Records from a data source

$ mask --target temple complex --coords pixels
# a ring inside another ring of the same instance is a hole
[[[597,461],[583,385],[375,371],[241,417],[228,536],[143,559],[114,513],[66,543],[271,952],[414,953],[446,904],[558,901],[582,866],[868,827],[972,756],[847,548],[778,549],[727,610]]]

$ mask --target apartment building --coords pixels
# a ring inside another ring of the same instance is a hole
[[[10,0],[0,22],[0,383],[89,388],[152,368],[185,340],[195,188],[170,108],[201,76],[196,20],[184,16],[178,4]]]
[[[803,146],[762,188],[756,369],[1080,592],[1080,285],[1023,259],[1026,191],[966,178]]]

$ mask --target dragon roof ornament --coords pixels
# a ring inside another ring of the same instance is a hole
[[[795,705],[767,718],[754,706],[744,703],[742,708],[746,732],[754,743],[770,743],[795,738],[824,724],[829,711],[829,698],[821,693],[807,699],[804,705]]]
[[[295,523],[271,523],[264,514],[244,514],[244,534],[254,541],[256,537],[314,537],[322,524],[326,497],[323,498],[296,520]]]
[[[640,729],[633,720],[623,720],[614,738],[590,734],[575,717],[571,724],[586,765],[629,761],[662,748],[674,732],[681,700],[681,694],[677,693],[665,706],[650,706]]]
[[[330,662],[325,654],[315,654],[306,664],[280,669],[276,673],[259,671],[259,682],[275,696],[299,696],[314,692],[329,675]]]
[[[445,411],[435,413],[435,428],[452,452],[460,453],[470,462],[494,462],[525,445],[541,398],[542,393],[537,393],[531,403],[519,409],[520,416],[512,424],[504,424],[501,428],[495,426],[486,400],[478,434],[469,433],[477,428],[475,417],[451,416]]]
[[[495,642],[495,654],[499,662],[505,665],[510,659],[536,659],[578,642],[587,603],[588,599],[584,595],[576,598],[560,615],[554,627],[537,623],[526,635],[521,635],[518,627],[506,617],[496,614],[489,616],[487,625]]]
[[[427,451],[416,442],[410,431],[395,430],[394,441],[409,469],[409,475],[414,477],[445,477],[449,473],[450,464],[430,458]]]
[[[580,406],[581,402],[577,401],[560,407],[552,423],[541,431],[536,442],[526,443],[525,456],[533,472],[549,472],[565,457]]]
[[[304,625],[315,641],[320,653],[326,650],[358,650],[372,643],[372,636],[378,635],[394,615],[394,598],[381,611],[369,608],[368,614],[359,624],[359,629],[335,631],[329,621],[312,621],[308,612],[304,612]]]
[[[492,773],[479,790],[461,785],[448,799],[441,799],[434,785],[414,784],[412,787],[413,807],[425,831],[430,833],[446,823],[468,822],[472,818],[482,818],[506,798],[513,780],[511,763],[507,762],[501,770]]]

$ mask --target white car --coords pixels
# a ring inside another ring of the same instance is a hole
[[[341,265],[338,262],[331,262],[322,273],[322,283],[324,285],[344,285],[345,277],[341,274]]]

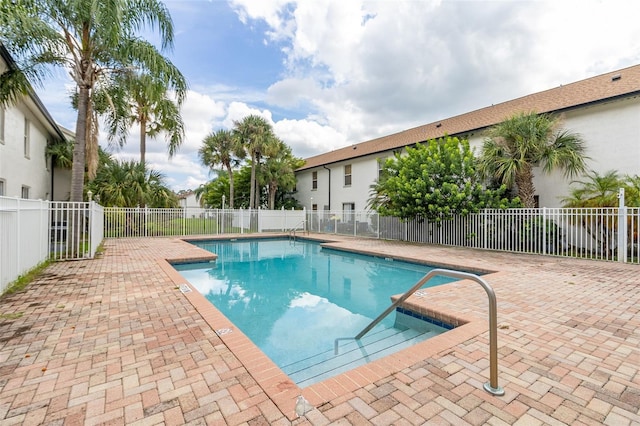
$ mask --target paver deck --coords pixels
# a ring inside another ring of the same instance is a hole
[[[640,424],[640,266],[321,236],[344,249],[494,271],[499,384],[487,297],[460,281],[415,303],[466,325],[298,389],[166,259],[175,238],[106,240],[0,300],[0,424]],[[184,289],[184,287],[183,287]],[[451,333],[451,334],[450,334]],[[295,397],[314,409],[296,418]]]

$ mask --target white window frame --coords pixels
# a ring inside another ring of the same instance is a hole
[[[4,179],[0,179],[0,197],[4,196],[6,187],[7,187],[7,181]]]
[[[30,195],[29,193],[31,192],[30,190],[31,188],[29,188],[28,186],[22,185],[22,189],[20,190],[20,198],[28,200]]]
[[[318,189],[318,172],[311,172],[311,190]]]
[[[347,173],[347,168],[349,170],[349,172]],[[351,186],[351,183],[353,182],[353,167],[351,166],[351,164],[345,164],[344,166],[344,186]]]
[[[24,158],[31,158],[31,123],[24,119]]]

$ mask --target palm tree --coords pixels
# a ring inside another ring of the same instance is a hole
[[[304,164],[304,160],[294,157],[291,148],[280,139],[276,139],[274,148],[276,153],[265,160],[261,173],[261,181],[267,186],[269,209],[271,210],[276,208],[278,190],[290,191],[295,188],[294,170]]]
[[[571,189],[568,197],[562,199],[563,207],[616,207],[618,189],[623,185],[618,172],[610,170],[604,175],[591,171],[586,180],[571,182],[579,187]]]
[[[172,46],[173,23],[160,0],[12,0],[0,3],[0,42],[16,58],[19,72],[0,75],[0,101],[16,99],[29,81],[42,83],[49,66],[62,66],[76,84],[78,114],[73,150],[71,201],[82,201],[85,150],[92,94],[114,72],[135,68],[179,87],[182,75],[158,49],[138,36],[150,26],[162,49]]]
[[[244,147],[236,134],[220,129],[207,135],[198,150],[202,164],[214,170],[217,164],[227,169],[229,174],[229,208],[233,208],[233,167],[244,158]]]
[[[151,208],[177,207],[177,197],[164,183],[164,176],[136,161],[109,158],[98,168],[87,186],[104,206]]]
[[[145,164],[147,136],[165,134],[169,157],[172,157],[184,139],[184,123],[180,106],[184,102],[187,84],[183,77],[176,81],[176,101],[170,98],[165,82],[150,74],[121,73],[107,89],[114,107],[106,108],[109,139],[117,139],[120,146],[126,142],[129,128],[140,125],[140,162]],[[117,105],[117,107],[115,107]]]
[[[45,154],[47,158],[53,158],[54,166],[62,169],[70,169],[73,165],[73,141],[47,145]]]
[[[234,133],[240,138],[247,153],[251,156],[251,189],[249,194],[249,208],[258,207],[260,197],[257,194],[257,170],[262,155],[273,144],[275,135],[271,124],[259,115],[248,115],[241,121],[234,122]]]
[[[626,176],[624,190],[625,205],[629,207],[640,207],[640,176]]]
[[[478,170],[515,188],[525,207],[535,207],[534,167],[542,167],[544,173],[560,169],[565,177],[585,171],[584,141],[560,127],[560,119],[551,115],[513,115],[487,131]]]

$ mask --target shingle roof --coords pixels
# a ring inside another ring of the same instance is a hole
[[[444,120],[309,157],[298,170],[331,164],[414,145],[447,135],[459,135],[498,124],[517,112],[562,112],[619,97],[640,94],[640,65],[562,85]]]

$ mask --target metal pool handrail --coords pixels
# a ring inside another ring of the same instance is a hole
[[[289,239],[296,238],[296,231],[298,230],[298,226],[299,225],[303,225],[302,231],[306,232],[307,235],[309,234],[309,231],[307,230],[307,219],[302,219],[300,222],[296,223],[296,225],[289,229]]]
[[[373,327],[375,327],[384,317],[389,315],[391,312],[395,310],[395,308],[402,302],[404,302],[409,296],[416,292],[420,287],[422,287],[427,281],[432,279],[435,276],[445,276],[451,278],[460,278],[460,279],[468,279],[473,280],[480,284],[482,288],[487,292],[487,296],[489,297],[489,382],[484,384],[484,390],[489,392],[492,395],[502,396],[504,395],[504,390],[498,385],[498,308],[496,302],[496,294],[493,291],[493,288],[487,283],[484,279],[480,278],[476,274],[471,274],[468,272],[460,272],[460,271],[452,271],[450,269],[433,269],[429,271],[420,281],[415,283],[413,287],[407,290],[402,296],[400,296],[395,302],[391,304],[383,313],[378,315],[376,319],[371,321],[371,323],[366,326],[360,333],[354,337],[354,339],[359,340],[365,334],[367,334]],[[340,337],[335,340],[335,348],[337,351],[338,341],[346,340],[351,338]]]

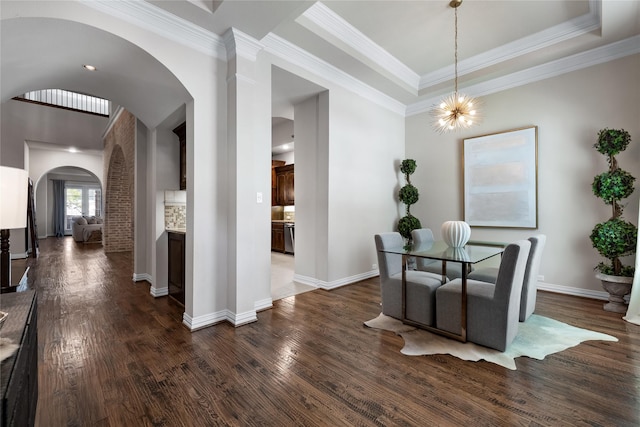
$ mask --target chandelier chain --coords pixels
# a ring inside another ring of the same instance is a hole
[[[458,8],[453,9],[455,11],[455,32],[454,32],[454,93],[458,93]]]
[[[454,92],[442,99],[439,105],[434,105],[431,114],[436,118],[434,127],[443,133],[450,130],[465,129],[477,123],[479,115],[477,105],[479,101],[467,95],[458,93],[458,7],[462,0],[451,0],[449,6],[454,9]]]

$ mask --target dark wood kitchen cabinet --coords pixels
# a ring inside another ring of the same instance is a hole
[[[168,231],[169,296],[184,305],[184,233]]]
[[[180,141],[180,189],[187,189],[187,122],[178,125],[173,133]]]
[[[284,166],[284,160],[271,160],[271,206],[278,206],[278,181],[276,179],[276,168]]]
[[[271,223],[271,250],[284,252],[284,223]]]
[[[276,204],[290,206],[295,204],[294,165],[276,168]]]
[[[2,295],[0,309],[9,313],[2,337],[19,345],[2,361],[0,426],[33,426],[38,404],[38,313],[33,290]]]

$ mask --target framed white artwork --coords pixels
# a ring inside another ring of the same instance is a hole
[[[464,139],[464,220],[538,228],[538,127]]]

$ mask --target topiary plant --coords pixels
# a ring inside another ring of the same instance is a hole
[[[421,228],[420,220],[411,215],[411,205],[416,204],[420,198],[418,189],[411,184],[411,174],[416,171],[416,161],[413,159],[405,159],[400,163],[400,172],[404,174],[407,184],[400,189],[398,197],[402,203],[406,205],[406,215],[398,221],[398,232],[411,242],[411,231]]]
[[[593,194],[611,205],[613,214],[605,222],[597,224],[591,232],[593,247],[609,260],[601,262],[595,269],[611,276],[633,277],[634,267],[624,266],[620,257],[632,255],[636,250],[638,228],[621,219],[622,206],[618,203],[633,193],[635,178],[618,167],[615,155],[624,151],[631,142],[629,132],[624,129],[602,129],[594,148],[607,156],[609,170],[596,176],[591,186]]]

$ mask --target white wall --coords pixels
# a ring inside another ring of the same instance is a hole
[[[294,141],[293,120],[286,120],[271,127],[271,145],[286,144]]]
[[[156,128],[153,137],[148,139],[153,148],[148,149],[147,159],[152,165],[150,173],[153,184],[147,188],[150,192],[148,203],[150,204],[151,217],[153,217],[153,236],[150,244],[155,247],[155,263],[150,266],[153,276],[152,295],[162,296],[168,293],[167,262],[169,248],[167,233],[164,226],[164,192],[165,190],[178,190],[180,188],[180,142],[173,129],[186,119],[186,111],[181,108],[168,118],[161,126]],[[151,222],[151,221],[150,221]]]
[[[397,214],[404,117],[334,87],[295,106],[296,267],[330,289],[377,274],[373,235]]]
[[[600,129],[624,128],[633,142],[617,156],[640,179],[640,55],[626,57],[548,80],[485,96],[484,121],[459,134],[439,135],[432,118],[407,118],[407,157],[417,160],[412,183],[420,200],[412,213],[440,236],[446,220],[463,219],[462,140],[525,126],[538,126],[538,229],[472,228],[480,240],[512,241],[547,235],[542,286],[600,297],[593,268],[602,259],[589,235],[611,209],[591,191],[593,178],[607,169],[593,144]],[[637,186],[636,186],[637,188]],[[639,191],[626,199],[625,217],[635,223]]]
[[[147,209],[147,127],[136,120],[135,132],[135,174],[134,174],[134,239],[133,239],[133,280],[151,276],[151,265],[147,259],[149,252],[147,234],[149,226],[149,210]]]
[[[285,165],[295,164],[296,156],[294,151],[287,151],[286,153],[276,154],[271,157],[273,160],[284,160]]]
[[[0,105],[0,164],[25,168],[25,141],[85,147],[100,141],[108,119],[9,100]],[[33,179],[33,176],[31,176]]]
[[[294,106],[297,135],[295,170],[295,279],[326,282],[328,218],[329,93]]]

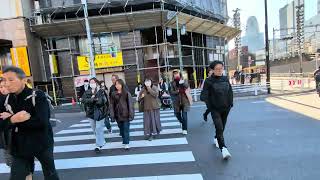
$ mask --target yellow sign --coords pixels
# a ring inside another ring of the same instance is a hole
[[[79,71],[89,70],[89,60],[87,56],[78,56]],[[115,57],[111,54],[97,54],[94,57],[95,69],[123,66],[122,52],[117,52]]]
[[[51,74],[58,74],[58,64],[57,64],[56,55],[54,54],[49,55],[49,63],[50,63]]]
[[[31,76],[27,47],[11,48],[12,64],[21,68],[26,76]]]

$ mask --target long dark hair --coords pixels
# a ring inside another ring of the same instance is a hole
[[[128,91],[127,91],[126,84],[124,83],[124,81],[122,79],[118,79],[118,80],[116,80],[116,83],[119,83],[122,86],[121,94],[122,95],[127,95]]]
[[[94,82],[97,84],[97,87],[96,87],[96,89],[94,90],[94,92],[97,93],[97,92],[98,92],[98,86],[100,86],[100,81],[99,81],[97,78],[95,78],[95,77],[91,78],[91,79],[89,80],[89,83],[90,83],[91,81],[94,81]]]

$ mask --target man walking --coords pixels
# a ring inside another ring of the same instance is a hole
[[[212,76],[212,74],[213,74],[213,70],[209,68],[209,73],[208,73],[207,79],[210,78],[210,77]],[[207,79],[206,79],[206,80],[207,80]],[[204,86],[204,83],[205,83],[206,80],[203,81],[201,89],[203,89],[203,86]],[[208,104],[208,102],[205,102],[205,103]],[[208,105],[207,105],[207,110],[203,113],[203,120],[204,120],[205,122],[208,121],[208,115],[209,115],[209,113],[210,113],[210,109],[208,108]]]
[[[6,67],[3,81],[10,92],[5,101],[7,112],[0,114],[0,131],[11,130],[10,180],[23,180],[32,172],[30,161],[37,158],[45,180],[58,180],[53,159],[53,132],[50,109],[45,94],[26,86],[26,75],[20,68]]]

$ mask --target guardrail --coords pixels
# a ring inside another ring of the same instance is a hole
[[[258,96],[261,94],[266,94],[268,91],[267,83],[252,83],[252,84],[236,84],[232,85],[233,94],[236,96],[246,95],[246,96]],[[200,94],[202,89],[192,89],[191,95],[194,101],[200,100]]]

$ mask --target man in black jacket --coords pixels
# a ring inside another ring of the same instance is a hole
[[[223,132],[230,109],[233,107],[233,91],[229,79],[223,76],[223,63],[214,61],[210,64],[213,75],[205,81],[201,100],[205,101],[211,112],[216,128],[215,143],[219,144],[223,159],[231,157],[225,142]]]
[[[25,179],[32,171],[30,161],[36,157],[45,180],[58,180],[48,101],[42,91],[26,87],[25,78],[20,68],[10,66],[3,70],[3,81],[10,94],[5,102],[6,112],[0,114],[0,130],[11,129],[12,133],[10,179]]]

WHAT THE TASK ASKS:
Taking the entries above, restate exactly those lines that fall between the line with "frame --coords pixels" and the line with "tree --coords pixels", keeping both of those lines too.

RESPONSE AREA:
$ mask --target white window frame --coords pixels
# a ring inside another ring of the same instance is a hole
[[[4,179],[0,179],[0,197],[4,196],[6,187],[7,187],[7,181]]]
[[[30,195],[29,193],[31,192],[30,190],[31,188],[29,188],[28,186],[22,185],[22,189],[20,190],[20,198],[28,200]]]
[[[318,189],[318,172],[311,172],[311,190]]]
[[[347,173],[347,168],[349,170],[349,172]],[[351,186],[351,183],[353,182],[353,167],[351,166],[351,164],[345,164],[344,166],[344,186]]]
[[[24,158],[31,158],[31,123],[24,119]]]

$ mask --target palm tree --coords pixels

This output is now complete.